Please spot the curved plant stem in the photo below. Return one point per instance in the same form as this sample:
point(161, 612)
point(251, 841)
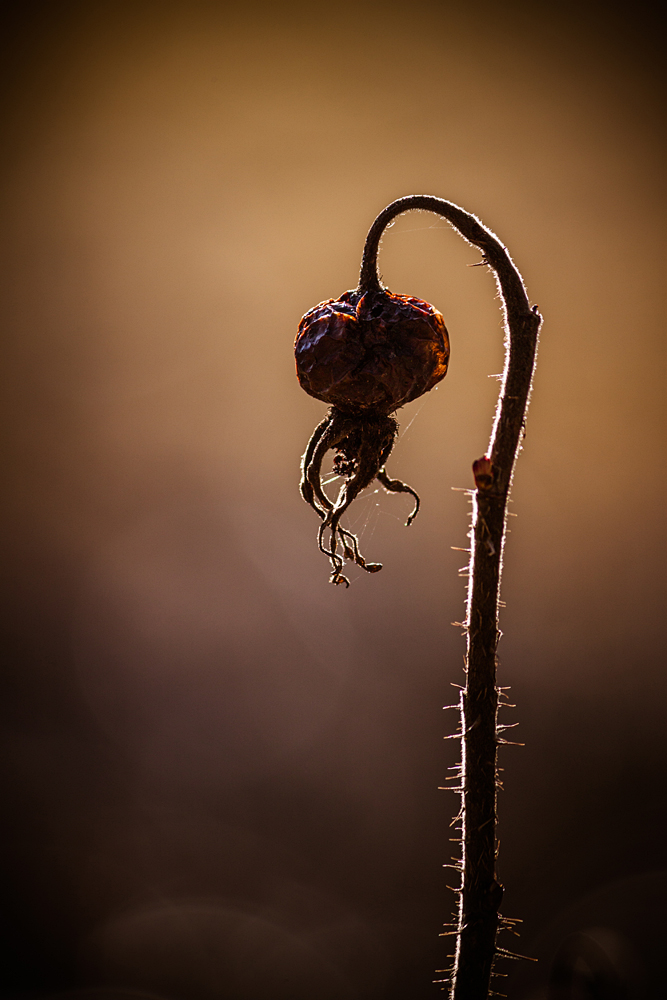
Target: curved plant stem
point(480, 893)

_ _ _ _ _

**EXERCISE BRIEF**
Make an exact copy of every entry above, minus the images.

**SOLUTION**
Please spot the curved plant stem in the photo below. Return one point per instance in the same form as this sample:
point(161, 612)
point(251, 841)
Target: curved plant stem
point(480, 893)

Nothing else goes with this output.